GIVEN INSTRUCTION 1: Extract the passage of the excerpt on Cheney's statement from "Let’s take a" up to and including "Cheney’s blessed America.", keeping the wording unchanged.

------ EXCERPT

Let’s take a serious look at Cheney’s statement: “We have guaranteed freedom, security, and peace for a larger share of humanity than has any other nation in all of history.” No evidence here to demonstrate the truth of this assertion, but who needs it. Consider by contrast a scholar that has investigated just how much guaranteed freedom and security and peace we have as a nation secured for the peoples of the world. James A. Lucas has compiled here an extensive study complete with pages of sources that testify to the accuracy of his statements. It is this reality that Cheney obfuscates with his exuberant words that bury the truth in the very graves of those destroyed by Cheney’s blessed America.

This study reveals that U.S. military forces were directly responsible for about 10 to 15 million deaths during the Korean and Vietnam Wars and the two Iraq Wars. The Korean War also includes Chinese deaths while the Vietnam War also includes fatalities in Cambodia and Laos.

------------
------ SUPPLIED DATA

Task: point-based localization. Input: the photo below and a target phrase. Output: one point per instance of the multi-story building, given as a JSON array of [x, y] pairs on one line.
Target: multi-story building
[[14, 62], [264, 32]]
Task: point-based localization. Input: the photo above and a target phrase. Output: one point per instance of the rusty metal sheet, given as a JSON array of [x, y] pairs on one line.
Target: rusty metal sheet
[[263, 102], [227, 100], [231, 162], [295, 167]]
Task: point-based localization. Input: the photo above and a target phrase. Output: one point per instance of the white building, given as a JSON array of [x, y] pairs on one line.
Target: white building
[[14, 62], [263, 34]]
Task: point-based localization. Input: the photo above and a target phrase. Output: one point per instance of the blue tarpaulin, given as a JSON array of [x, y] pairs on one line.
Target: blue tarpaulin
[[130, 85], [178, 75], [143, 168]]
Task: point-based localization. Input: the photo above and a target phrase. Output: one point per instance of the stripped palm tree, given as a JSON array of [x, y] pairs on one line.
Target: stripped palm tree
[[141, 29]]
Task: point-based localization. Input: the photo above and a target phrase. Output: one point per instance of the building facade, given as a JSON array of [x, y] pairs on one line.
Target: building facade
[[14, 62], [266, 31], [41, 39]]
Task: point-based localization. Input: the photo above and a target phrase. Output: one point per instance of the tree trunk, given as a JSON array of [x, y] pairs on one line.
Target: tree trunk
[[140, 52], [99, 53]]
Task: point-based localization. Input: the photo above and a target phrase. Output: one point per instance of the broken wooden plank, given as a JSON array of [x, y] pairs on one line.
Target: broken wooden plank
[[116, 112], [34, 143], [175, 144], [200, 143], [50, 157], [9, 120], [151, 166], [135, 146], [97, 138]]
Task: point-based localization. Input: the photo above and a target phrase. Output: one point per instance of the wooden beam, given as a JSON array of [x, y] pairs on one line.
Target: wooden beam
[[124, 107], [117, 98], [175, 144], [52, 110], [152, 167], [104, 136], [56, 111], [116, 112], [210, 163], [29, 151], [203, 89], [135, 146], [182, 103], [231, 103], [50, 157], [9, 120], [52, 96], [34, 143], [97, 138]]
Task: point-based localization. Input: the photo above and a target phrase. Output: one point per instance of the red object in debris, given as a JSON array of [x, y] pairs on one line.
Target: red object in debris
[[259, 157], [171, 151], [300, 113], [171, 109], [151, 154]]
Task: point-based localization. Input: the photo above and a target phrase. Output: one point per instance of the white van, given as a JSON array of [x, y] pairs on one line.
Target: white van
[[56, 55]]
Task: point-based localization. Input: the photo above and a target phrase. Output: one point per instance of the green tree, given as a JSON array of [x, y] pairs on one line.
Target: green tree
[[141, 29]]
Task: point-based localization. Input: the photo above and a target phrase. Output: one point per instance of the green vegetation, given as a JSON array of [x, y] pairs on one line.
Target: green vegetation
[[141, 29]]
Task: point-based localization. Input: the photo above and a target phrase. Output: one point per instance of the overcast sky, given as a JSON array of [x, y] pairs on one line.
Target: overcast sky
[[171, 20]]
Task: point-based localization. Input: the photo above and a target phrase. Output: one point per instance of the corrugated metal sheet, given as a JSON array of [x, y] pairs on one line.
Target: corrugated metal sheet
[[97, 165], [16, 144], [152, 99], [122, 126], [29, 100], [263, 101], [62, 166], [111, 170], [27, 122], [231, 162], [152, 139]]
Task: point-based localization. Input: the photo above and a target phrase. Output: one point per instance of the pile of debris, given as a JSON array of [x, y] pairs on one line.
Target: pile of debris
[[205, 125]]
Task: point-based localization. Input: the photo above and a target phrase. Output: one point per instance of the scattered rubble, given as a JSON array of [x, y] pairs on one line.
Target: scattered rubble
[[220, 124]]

------------

GIVEN INSTRUCTION 2: Copy the rows from the line with "of the wooden" up to and including the line with "143], [97, 138]]", reproducing those lines unchanged.

TASK OUTPUT 1:
Let’s take a serious look at Cheney’s statement: “We have guaranteed freedom, security, and peace for a larger share of humanity than has any other nation in all of history.” No evidence here to demonstrate the truth of this assertion, but who needs it. Consider by contrast a scholar that has investigated just how much guaranteed freedom and security and peace we have as a nation secured for the peoples of the world. James A. Lucas has compiled here an extensive study complete with pages of sources that testify to the accuracy of his statements. It is this reality that Cheney obfuscates with his exuberant words that bury the truth in the very graves of those destroyed by Cheney’s blessed America.

TASK OUTPUT 2:
Task: point-based localization. Input: the photo above and a target phrase. Output: one point per instance of the wooden beam, given as a JSON array of [x, y] pairs on one line.
Target: wooden beam
[[124, 107], [117, 98], [175, 144], [52, 110], [152, 167], [104, 136], [56, 111], [116, 112], [210, 163], [29, 151], [203, 89], [135, 146], [182, 103], [231, 103], [50, 157], [9, 120], [52, 96], [34, 143], [97, 138]]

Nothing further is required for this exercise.